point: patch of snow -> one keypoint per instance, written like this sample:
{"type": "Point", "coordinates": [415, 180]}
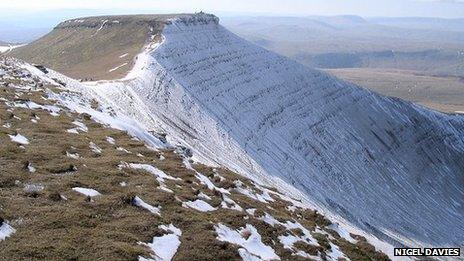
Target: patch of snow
{"type": "Point", "coordinates": [86, 191]}
{"type": "Point", "coordinates": [159, 174]}
{"type": "Point", "coordinates": [30, 168]}
{"type": "Point", "coordinates": [110, 140]}
{"type": "Point", "coordinates": [73, 131]}
{"type": "Point", "coordinates": [6, 231]}
{"type": "Point", "coordinates": [140, 203]}
{"type": "Point", "coordinates": [123, 150]}
{"type": "Point", "coordinates": [95, 148]}
{"type": "Point", "coordinates": [81, 126]}
{"type": "Point", "coordinates": [204, 196]}
{"type": "Point", "coordinates": [228, 201]}
{"type": "Point", "coordinates": [117, 67]}
{"type": "Point", "coordinates": [164, 247]}
{"type": "Point", "coordinates": [33, 188]}
{"type": "Point", "coordinates": [18, 138]}
{"type": "Point", "coordinates": [199, 205]}
{"type": "Point", "coordinates": [206, 181]}
{"type": "Point", "coordinates": [335, 253]}
{"type": "Point", "coordinates": [72, 155]}
{"type": "Point", "coordinates": [251, 211]}
{"type": "Point", "coordinates": [252, 244]}
{"type": "Point", "coordinates": [264, 197]}
{"type": "Point", "coordinates": [342, 232]}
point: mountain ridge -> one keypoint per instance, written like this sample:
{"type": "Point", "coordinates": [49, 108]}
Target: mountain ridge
{"type": "Point", "coordinates": [343, 146]}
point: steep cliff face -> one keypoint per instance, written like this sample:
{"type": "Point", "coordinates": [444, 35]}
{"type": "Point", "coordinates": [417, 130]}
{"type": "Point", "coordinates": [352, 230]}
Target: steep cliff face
{"type": "Point", "coordinates": [390, 167]}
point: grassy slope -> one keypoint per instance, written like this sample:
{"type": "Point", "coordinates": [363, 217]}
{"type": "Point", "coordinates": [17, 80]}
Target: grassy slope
{"type": "Point", "coordinates": [87, 50]}
{"type": "Point", "coordinates": [57, 223]}
{"type": "Point", "coordinates": [440, 93]}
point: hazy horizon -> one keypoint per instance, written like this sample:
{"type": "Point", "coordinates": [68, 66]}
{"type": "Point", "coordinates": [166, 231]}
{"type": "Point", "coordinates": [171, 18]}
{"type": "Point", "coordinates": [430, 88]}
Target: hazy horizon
{"type": "Point", "coordinates": [364, 8]}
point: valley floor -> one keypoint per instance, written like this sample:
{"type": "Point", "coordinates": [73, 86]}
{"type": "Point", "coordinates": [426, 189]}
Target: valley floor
{"type": "Point", "coordinates": [444, 94]}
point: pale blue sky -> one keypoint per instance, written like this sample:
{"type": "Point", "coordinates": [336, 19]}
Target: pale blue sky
{"type": "Point", "coordinates": [428, 8]}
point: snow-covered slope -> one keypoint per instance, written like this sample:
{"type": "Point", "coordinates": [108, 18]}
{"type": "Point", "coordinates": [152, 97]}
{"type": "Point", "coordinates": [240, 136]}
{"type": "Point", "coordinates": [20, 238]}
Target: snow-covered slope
{"type": "Point", "coordinates": [390, 167]}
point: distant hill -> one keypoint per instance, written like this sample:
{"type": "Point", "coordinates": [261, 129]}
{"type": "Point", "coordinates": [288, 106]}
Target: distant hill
{"type": "Point", "coordinates": [94, 47]}
{"type": "Point", "coordinates": [351, 41]}
{"type": "Point", "coordinates": [426, 23]}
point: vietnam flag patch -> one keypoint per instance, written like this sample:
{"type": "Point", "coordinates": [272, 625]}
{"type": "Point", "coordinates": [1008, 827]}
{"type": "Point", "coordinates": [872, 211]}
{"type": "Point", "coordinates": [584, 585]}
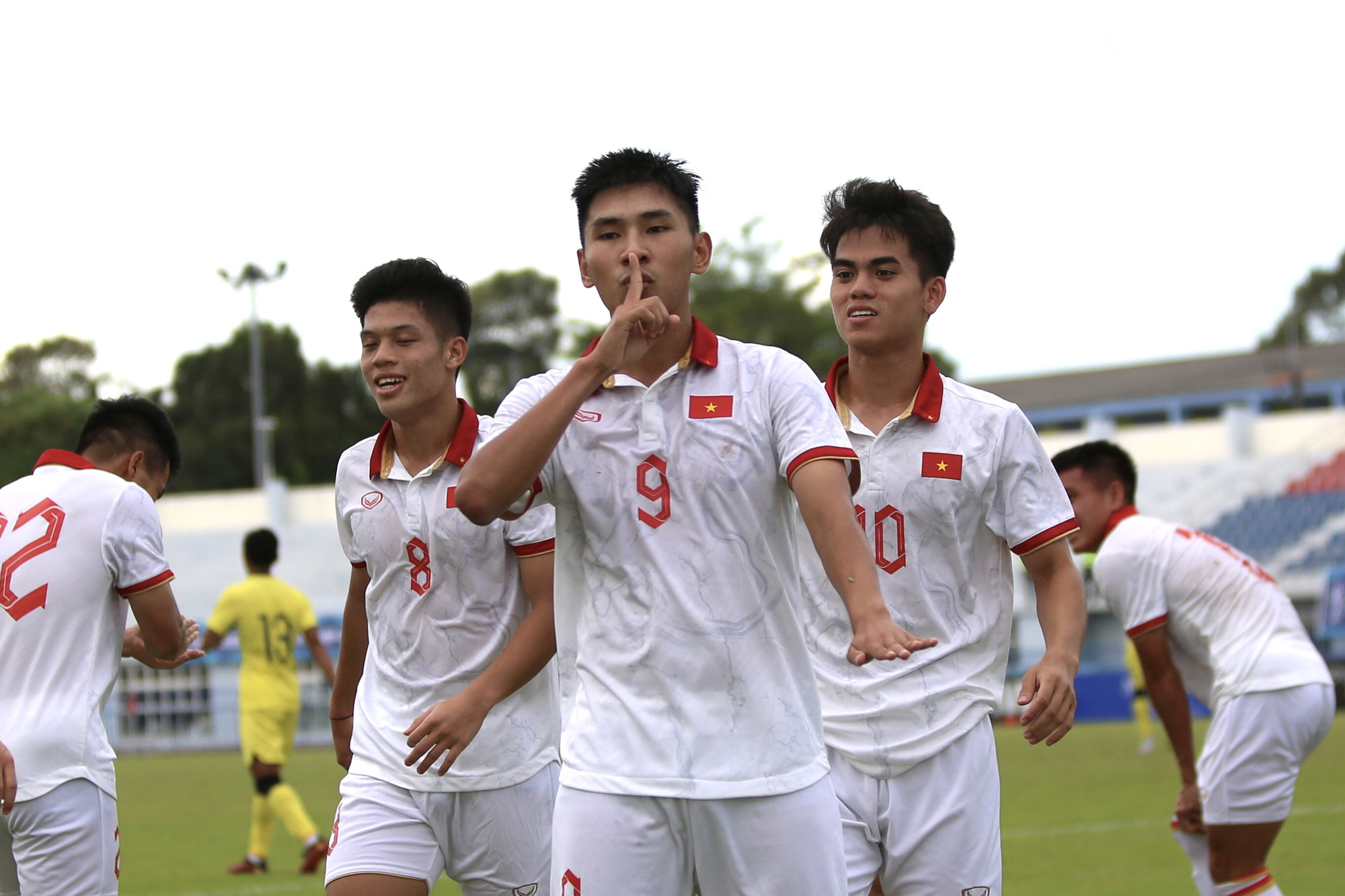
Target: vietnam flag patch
{"type": "Point", "coordinates": [711, 407]}
{"type": "Point", "coordinates": [938, 466]}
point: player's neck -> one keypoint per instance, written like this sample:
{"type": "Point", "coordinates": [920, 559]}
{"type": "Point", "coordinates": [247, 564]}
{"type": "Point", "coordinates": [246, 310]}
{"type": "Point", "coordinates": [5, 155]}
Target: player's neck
{"type": "Point", "coordinates": [423, 439]}
{"type": "Point", "coordinates": [666, 350]}
{"type": "Point", "coordinates": [879, 386]}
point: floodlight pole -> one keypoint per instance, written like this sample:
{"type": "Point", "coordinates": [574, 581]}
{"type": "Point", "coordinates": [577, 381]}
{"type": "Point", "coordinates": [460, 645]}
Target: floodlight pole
{"type": "Point", "coordinates": [264, 469]}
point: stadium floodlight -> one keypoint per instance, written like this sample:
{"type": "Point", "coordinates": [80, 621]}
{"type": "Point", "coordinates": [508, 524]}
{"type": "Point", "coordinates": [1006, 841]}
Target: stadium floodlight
{"type": "Point", "coordinates": [264, 469]}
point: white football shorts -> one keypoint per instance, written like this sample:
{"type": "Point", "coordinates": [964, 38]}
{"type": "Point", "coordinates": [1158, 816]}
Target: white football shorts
{"type": "Point", "coordinates": [1254, 748]}
{"type": "Point", "coordinates": [614, 845]}
{"type": "Point", "coordinates": [61, 844]}
{"type": "Point", "coordinates": [490, 841]}
{"type": "Point", "coordinates": [933, 830]}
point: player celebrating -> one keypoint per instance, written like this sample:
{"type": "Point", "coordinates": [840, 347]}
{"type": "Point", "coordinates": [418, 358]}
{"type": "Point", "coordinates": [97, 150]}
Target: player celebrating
{"type": "Point", "coordinates": [268, 614]}
{"type": "Point", "coordinates": [954, 479]}
{"type": "Point", "coordinates": [80, 541]}
{"type": "Point", "coordinates": [447, 633]}
{"type": "Point", "coordinates": [1207, 619]}
{"type": "Point", "coordinates": [691, 721]}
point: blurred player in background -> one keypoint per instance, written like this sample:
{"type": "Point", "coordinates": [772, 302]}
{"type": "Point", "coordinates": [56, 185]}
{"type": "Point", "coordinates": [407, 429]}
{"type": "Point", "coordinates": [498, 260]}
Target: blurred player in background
{"type": "Point", "coordinates": [956, 482]}
{"type": "Point", "coordinates": [691, 723]}
{"type": "Point", "coordinates": [80, 541]}
{"type": "Point", "coordinates": [1207, 619]}
{"type": "Point", "coordinates": [449, 627]}
{"type": "Point", "coordinates": [270, 615]}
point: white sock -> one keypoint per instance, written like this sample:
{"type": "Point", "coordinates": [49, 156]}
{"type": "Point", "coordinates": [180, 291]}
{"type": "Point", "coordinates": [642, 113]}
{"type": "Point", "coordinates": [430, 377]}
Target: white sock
{"type": "Point", "coordinates": [1258, 884]}
{"type": "Point", "coordinates": [1198, 850]}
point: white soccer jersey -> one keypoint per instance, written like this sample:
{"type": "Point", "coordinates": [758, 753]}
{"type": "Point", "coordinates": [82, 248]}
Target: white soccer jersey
{"type": "Point", "coordinates": [75, 541]}
{"type": "Point", "coordinates": [445, 598]}
{"type": "Point", "coordinates": [949, 490]}
{"type": "Point", "coordinates": [1230, 627]}
{"type": "Point", "coordinates": [683, 663]}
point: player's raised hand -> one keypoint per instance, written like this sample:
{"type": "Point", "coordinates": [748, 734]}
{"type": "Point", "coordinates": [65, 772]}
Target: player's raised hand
{"type": "Point", "coordinates": [884, 639]}
{"type": "Point", "coordinates": [636, 325]}
{"type": "Point", "coordinates": [9, 780]}
{"type": "Point", "coordinates": [1048, 692]}
{"type": "Point", "coordinates": [445, 729]}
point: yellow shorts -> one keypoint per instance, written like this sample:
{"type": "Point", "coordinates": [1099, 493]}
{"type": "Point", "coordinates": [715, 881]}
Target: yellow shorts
{"type": "Point", "coordinates": [268, 736]}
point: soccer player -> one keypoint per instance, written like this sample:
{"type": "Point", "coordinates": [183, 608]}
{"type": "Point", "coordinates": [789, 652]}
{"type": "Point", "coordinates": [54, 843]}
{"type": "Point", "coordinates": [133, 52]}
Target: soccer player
{"type": "Point", "coordinates": [691, 724]}
{"type": "Point", "coordinates": [1207, 619]}
{"type": "Point", "coordinates": [449, 627]}
{"type": "Point", "coordinates": [270, 615]}
{"type": "Point", "coordinates": [80, 542]}
{"type": "Point", "coordinates": [956, 482]}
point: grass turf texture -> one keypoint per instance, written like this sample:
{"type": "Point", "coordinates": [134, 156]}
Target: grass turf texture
{"type": "Point", "coordinates": [1087, 815]}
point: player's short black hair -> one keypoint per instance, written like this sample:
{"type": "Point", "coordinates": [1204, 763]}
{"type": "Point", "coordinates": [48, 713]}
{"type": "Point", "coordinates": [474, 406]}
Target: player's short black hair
{"type": "Point", "coordinates": [863, 204]}
{"type": "Point", "coordinates": [132, 423]}
{"type": "Point", "coordinates": [446, 300]}
{"type": "Point", "coordinates": [1104, 462]}
{"type": "Point", "coordinates": [630, 167]}
{"type": "Point", "coordinates": [262, 548]}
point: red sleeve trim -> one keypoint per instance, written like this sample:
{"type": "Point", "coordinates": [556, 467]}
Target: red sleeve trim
{"type": "Point", "coordinates": [147, 584]}
{"type": "Point", "coordinates": [1044, 538]}
{"type": "Point", "coordinates": [827, 454]}
{"type": "Point", "coordinates": [1149, 626]}
{"type": "Point", "coordinates": [536, 548]}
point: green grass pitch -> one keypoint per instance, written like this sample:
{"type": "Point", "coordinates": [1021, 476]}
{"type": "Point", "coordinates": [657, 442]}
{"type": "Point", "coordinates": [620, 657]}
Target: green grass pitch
{"type": "Point", "coordinates": [1087, 815]}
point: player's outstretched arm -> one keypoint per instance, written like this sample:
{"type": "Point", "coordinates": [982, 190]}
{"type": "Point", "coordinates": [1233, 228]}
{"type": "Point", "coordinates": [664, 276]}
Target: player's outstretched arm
{"type": "Point", "coordinates": [163, 631]}
{"type": "Point", "coordinates": [824, 494]}
{"type": "Point", "coordinates": [319, 651]}
{"type": "Point", "coordinates": [504, 470]}
{"type": "Point", "coordinates": [9, 780]}
{"type": "Point", "coordinates": [449, 727]}
{"type": "Point", "coordinates": [1168, 694]}
{"type": "Point", "coordinates": [1048, 688]}
{"type": "Point", "coordinates": [350, 663]}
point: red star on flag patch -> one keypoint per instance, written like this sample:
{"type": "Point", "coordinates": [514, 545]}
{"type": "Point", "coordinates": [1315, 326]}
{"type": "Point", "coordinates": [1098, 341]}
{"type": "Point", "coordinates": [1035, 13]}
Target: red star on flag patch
{"type": "Point", "coordinates": [939, 466]}
{"type": "Point", "coordinates": [711, 407]}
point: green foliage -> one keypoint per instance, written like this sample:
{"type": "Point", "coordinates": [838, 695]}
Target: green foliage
{"type": "Point", "coordinates": [1317, 313]}
{"type": "Point", "coordinates": [319, 412]}
{"type": "Point", "coordinates": [46, 393]}
{"type": "Point", "coordinates": [514, 334]}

:: Task item ::
The range runs from the line with "point: valley floor" up to and including the line with "point: vietnam flag" in the listing above; please write out exactly those lines and nothing more.

:: Answer below ::
point: valley floor -> one keypoint per instance, written like this sample:
{"type": "Point", "coordinates": [73, 86]}
{"type": "Point", "coordinates": [426, 189]}
Target: valley floor
{"type": "Point", "coordinates": [444, 94]}
point: pale blue sky -> one keypoint per instance, written like this sample:
{"type": "Point", "coordinates": [336, 19]}
Target: pale blue sky
{"type": "Point", "coordinates": [428, 8]}
point: snow-covered slope -> one keypoint per instance, written like this sample:
{"type": "Point", "coordinates": [108, 18]}
{"type": "Point", "coordinates": [152, 97]}
{"type": "Point", "coordinates": [240, 136]}
{"type": "Point", "coordinates": [20, 238]}
Target: snow-covered slope
{"type": "Point", "coordinates": [390, 167]}
point: distant hill -> one keypoint per instance, written like this sample:
{"type": "Point", "coordinates": [261, 129]}
{"type": "Point", "coordinates": [288, 106]}
Target: distant hill
{"type": "Point", "coordinates": [94, 47]}
{"type": "Point", "coordinates": [351, 41]}
{"type": "Point", "coordinates": [426, 23]}
point: vietnam flag patch -> one keypoint per instance, written like this sample:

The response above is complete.